■ WRITTEN INSTRUCTION: Render every line of the listing below as a Markdown table with two columns, "Row" for the row number and "Entry" for the line itself, and leave out any blank lines.

Start of RECORDS FOR THIS EXERCISE

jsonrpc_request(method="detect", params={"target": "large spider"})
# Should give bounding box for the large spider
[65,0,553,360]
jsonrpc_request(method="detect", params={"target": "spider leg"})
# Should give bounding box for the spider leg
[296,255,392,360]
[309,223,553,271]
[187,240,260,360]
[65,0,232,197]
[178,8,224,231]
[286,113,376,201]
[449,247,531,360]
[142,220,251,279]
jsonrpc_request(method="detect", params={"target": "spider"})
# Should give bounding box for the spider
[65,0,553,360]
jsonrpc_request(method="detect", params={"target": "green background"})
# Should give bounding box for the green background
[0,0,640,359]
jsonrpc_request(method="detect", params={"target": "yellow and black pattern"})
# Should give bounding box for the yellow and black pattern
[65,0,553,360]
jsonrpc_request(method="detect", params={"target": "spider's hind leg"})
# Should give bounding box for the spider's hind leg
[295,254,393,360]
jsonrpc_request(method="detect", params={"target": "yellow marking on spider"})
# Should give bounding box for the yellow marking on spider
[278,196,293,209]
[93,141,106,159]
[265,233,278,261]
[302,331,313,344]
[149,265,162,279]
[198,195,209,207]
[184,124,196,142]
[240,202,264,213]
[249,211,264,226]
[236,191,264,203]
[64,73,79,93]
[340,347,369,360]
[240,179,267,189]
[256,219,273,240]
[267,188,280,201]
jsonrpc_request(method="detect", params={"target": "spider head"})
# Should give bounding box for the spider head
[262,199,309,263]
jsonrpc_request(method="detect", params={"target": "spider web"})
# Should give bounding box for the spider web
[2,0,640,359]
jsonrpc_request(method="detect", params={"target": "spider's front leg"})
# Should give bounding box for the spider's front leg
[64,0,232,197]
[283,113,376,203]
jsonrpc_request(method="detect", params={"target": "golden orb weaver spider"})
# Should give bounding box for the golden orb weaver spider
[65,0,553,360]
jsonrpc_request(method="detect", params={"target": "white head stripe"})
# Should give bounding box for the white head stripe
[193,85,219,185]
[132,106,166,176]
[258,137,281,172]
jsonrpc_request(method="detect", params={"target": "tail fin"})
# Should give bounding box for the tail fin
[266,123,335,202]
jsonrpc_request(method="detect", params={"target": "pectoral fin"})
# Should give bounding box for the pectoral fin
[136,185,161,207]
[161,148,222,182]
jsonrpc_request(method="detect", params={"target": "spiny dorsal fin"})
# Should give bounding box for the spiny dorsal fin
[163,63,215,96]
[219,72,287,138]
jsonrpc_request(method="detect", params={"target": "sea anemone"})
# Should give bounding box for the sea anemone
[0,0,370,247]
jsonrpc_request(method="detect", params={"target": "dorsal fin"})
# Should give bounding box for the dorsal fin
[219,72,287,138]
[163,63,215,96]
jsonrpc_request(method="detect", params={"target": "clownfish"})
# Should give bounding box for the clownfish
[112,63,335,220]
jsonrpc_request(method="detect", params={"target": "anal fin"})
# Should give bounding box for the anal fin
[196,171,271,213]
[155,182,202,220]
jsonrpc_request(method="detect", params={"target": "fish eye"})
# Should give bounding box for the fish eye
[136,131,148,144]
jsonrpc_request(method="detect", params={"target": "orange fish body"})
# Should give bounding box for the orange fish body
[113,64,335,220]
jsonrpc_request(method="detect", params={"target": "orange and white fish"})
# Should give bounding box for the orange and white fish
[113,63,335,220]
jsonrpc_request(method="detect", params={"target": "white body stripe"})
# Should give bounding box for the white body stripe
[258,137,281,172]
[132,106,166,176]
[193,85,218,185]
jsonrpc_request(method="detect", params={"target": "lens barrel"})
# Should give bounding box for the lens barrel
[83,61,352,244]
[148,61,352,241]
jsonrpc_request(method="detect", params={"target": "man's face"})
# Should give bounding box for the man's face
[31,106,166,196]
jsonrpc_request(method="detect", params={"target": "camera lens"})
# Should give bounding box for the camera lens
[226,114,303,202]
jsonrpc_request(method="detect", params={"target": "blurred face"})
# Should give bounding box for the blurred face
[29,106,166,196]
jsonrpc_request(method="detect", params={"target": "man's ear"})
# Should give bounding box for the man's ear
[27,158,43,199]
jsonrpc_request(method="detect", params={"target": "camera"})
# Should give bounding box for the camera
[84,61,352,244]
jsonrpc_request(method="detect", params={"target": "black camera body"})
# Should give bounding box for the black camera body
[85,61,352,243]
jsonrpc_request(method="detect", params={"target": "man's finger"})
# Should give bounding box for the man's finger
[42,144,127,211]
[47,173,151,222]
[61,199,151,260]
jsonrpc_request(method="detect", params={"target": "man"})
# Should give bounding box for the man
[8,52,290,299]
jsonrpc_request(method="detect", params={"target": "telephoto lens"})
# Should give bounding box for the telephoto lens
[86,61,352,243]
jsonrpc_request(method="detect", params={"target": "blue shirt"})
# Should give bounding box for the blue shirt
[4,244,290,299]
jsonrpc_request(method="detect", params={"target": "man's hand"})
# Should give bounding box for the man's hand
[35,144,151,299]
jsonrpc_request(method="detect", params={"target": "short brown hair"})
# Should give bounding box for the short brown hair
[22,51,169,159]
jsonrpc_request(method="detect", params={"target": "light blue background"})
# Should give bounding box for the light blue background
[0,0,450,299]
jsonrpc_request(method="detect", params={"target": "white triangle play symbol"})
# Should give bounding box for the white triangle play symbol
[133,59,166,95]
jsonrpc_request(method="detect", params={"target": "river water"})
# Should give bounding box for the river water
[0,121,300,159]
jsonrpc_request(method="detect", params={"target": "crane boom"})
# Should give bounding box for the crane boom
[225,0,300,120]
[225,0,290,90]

End of RECORDS FOR THIS EXERCISE

■ SOLUTION:
| Row | Entry |
|---|---|
| 1 | jsonrpc_request(method="detect", params={"target": "large spider"}) |
| 2 | # Should give bounding box for the large spider |
| 3 | [65,0,553,360] |
| 4 | jsonrpc_request(method="detect", params={"target": "spider leg"}) |
| 5 | # Should give bounding box for the spider leg |
| 6 | [296,255,392,360] |
| 7 | [309,223,553,271] |
| 8 | [187,240,260,360] |
| 9 | [65,0,232,197] |
| 10 | [178,8,224,231] |
| 11 | [286,113,376,201] |
| 12 | [449,247,531,360] |
| 13 | [142,220,251,279] |
| 14 | jsonrpc_request(method="detect", params={"target": "spider"}) |
| 15 | # Should give bounding box for the spider |
| 16 | [65,0,553,360] |
| 17 | jsonrpc_request(method="detect", params={"target": "green background"}) |
| 18 | # Should give bounding box for the green background |
| 19 | [0,0,640,359] |
| 20 | jsonrpc_request(method="detect", params={"target": "yellow and black pattern"}) |
| 21 | # Should give bounding box for the yellow and black pattern |
| 22 | [65,0,553,360] |
| 23 | jsonrpc_request(method="detect", params={"target": "spider's hind leg"}) |
| 24 | # Should give bounding box for the spider's hind leg |
| 25 | [295,254,393,360] |
| 26 | jsonrpc_request(method="detect", params={"target": "yellow marking on spider"}) |
| 27 | # Should give bounding box for the yellow marking on spider |
| 28 | [278,196,293,209] |
| 29 | [93,141,106,159] |
| 30 | [265,233,278,261] |
| 31 | [302,331,313,344] |
| 32 | [149,265,162,279] |
| 33 | [198,195,209,207] |
| 34 | [184,124,196,142] |
| 35 | [240,202,264,213] |
| 36 | [249,211,264,226] |
| 37 | [236,191,264,203] |
| 38 | [64,73,79,93] |
| 39 | [340,347,369,360] |
| 40 | [240,179,267,189] |
| 41 | [256,219,273,240] |
| 42 | [267,188,280,201] |
| 43 | jsonrpc_request(method="detect", params={"target": "spider head"}) |
| 44 | # Should give bounding box for the spider head |
| 45 | [262,199,309,263] |
| 46 | jsonrpc_request(method="detect", params={"target": "spider web"}) |
| 47 | # Should give bounding box for the spider web |
| 48 | [2,0,640,359] |
| 49 | jsonrpc_request(method="detect", params={"target": "spider's front leg"}) |
| 50 | # Should give bounding box for the spider's front leg |
| 51 | [64,0,232,197] |
| 52 | [283,113,376,203] |
| 53 | jsonrpc_request(method="detect", params={"target": "golden orb weaver spider"}) |
| 54 | # Should give bounding box for the golden orb weaver spider |
| 55 | [65,0,553,360] |
| 56 | jsonrpc_request(method="detect", params={"target": "white head stripe"}) |
| 57 | # Should give bounding box for the white head stripe |
| 58 | [193,85,219,185] |
| 59 | [132,106,166,176] |
| 60 | [258,137,281,172] |
| 61 | jsonrpc_request(method="detect", params={"target": "tail fin"}) |
| 62 | # Should give bounding box for the tail fin |
| 63 | [266,123,335,202] |
| 64 | jsonrpc_request(method="detect", params={"target": "pectoral fin"}) |
| 65 | # Should give bounding box for the pectoral fin |
| 66 | [136,185,161,207] |
| 67 | [161,148,222,182] |
| 68 | jsonrpc_request(method="detect", params={"target": "spiny dorsal fin"}) |
| 69 | # Should give bounding box for the spiny dorsal fin |
| 70 | [163,63,215,96] |
| 71 | [219,72,287,138] |
| 72 | jsonrpc_request(method="detect", params={"target": "sea anemone"}) |
| 73 | # Should give bounding box for the sea anemone |
| 74 | [0,0,370,247] |
| 75 | jsonrpc_request(method="detect", params={"target": "dorsal fin"}) |
| 76 | # Should give bounding box for the dorsal fin |
| 77 | [219,72,287,138] |
| 78 | [163,63,215,96] |
| 79 | jsonrpc_request(method="detect", params={"target": "clownfish"}) |
| 80 | # Should give bounding box for the clownfish |
| 81 | [112,63,335,220] |
| 82 | jsonrpc_request(method="detect", params={"target": "anal fin"}) |
| 83 | # Should give bounding box for the anal fin |
| 84 | [196,171,271,213] |
| 85 | [155,182,202,220] |
| 86 | jsonrpc_request(method="detect", params={"target": "fish eye"}) |
| 87 | # Should give bounding box for the fish eye |
| 88 | [136,131,148,144] |
| 89 | jsonrpc_request(method="detect", params={"target": "orange fish body"}) |
| 90 | # Should give bounding box for the orange fish body |
| 91 | [113,64,335,220] |
| 92 | jsonrpc_request(method="detect", params={"target": "orange and white fish"}) |
| 93 | # Should give bounding box for the orange and white fish |
| 94 | [113,63,335,220] |
| 95 | jsonrpc_request(method="detect", params={"target": "white body stripe"}) |
| 96 | # Should give bounding box for the white body stripe |
| 97 | [258,137,281,172] |
| 98 | [132,106,166,176] |
| 99 | [193,85,218,185] |
| 100 | jsonrpc_request(method="detect", params={"target": "lens barrel"}) |
| 101 | # Should give bounding box for the lens barrel |
| 102 | [83,61,352,244] |
| 103 | [148,61,352,241] |
| 104 | jsonrpc_request(method="detect", params={"target": "man's face"}) |
| 105 | # Should give bounding box for the man's face |
| 106 | [31,106,166,196] |
| 107 | jsonrpc_request(method="detect", params={"target": "camera lens"}) |
| 108 | # Should give bounding box for the camera lens |
| 109 | [226,114,303,202] |
| 110 | jsonrpc_request(method="detect", params={"target": "blurred face"}) |
| 111 | # Should give bounding box for the blurred face |
| 112 | [29,106,166,196] |
| 113 | jsonrpc_request(method="detect", params={"target": "man's ear"}) |
| 114 | # Should give bounding box for the man's ear |
| 115 | [27,158,43,199] |
| 116 | jsonrpc_request(method="detect", params={"target": "camera"}) |
| 117 | # Should give bounding box for the camera |
| 118 | [84,61,352,244] |
| 119 | jsonrpc_request(method="detect", params={"target": "black camera body"}) |
| 120 | # Should give bounding box for the black camera body |
| 121 | [85,61,352,243] |
| 122 | jsonrpc_request(method="detect", params={"target": "man's finger"}) |
| 123 | # Should give bounding box for the man's finger |
| 124 | [42,144,127,211] |
| 125 | [47,173,151,222] |
| 126 | [61,199,151,260] |
| 127 | jsonrpc_request(method="detect", params={"target": "man"}) |
| 128 | # Should give bounding box for the man |
| 129 | [8,52,290,299] |
| 130 | jsonrpc_request(method="detect", params={"target": "telephoto lens"}) |
| 131 | # Should give bounding box for the telephoto lens |
| 132 | [86,61,352,243] |
| 133 | jsonrpc_request(method="detect", params={"target": "blue shirt"}) |
| 134 | # Should give bounding box for the blue shirt |
| 135 | [4,244,290,299] |
| 136 | jsonrpc_request(method="detect", params={"target": "man's hand"}) |
| 137 | # Should give bounding box for the man's hand |
| 138 | [35,144,151,299] |
| 139 | jsonrpc_request(method="detect", params={"target": "short brown hair"}) |
| 140 | # Should give bounding box for the short brown hair |
| 141 | [22,51,169,159] |
| 142 | jsonrpc_request(method="detect", params={"target": "light blue background"}) |
| 143 | # Should give bounding box for the light blue background |
| 144 | [0,0,450,299] |
| 145 | jsonrpc_request(method="detect", params={"target": "white triangle play symbol"}) |
| 146 | # Should give bounding box for the white triangle play symbol |
| 147 | [133,59,166,95] |
| 148 | jsonrpc_request(method="detect", params={"target": "river water"}) |
| 149 | # Should give bounding box for the river water |
| 150 | [0,121,300,159] |
| 151 | jsonrpc_request(method="detect", params={"target": "crane boom"}) |
| 152 | # Should give bounding box for the crane boom |
| 153 | [225,0,300,120] |
| 154 | [225,0,290,90] |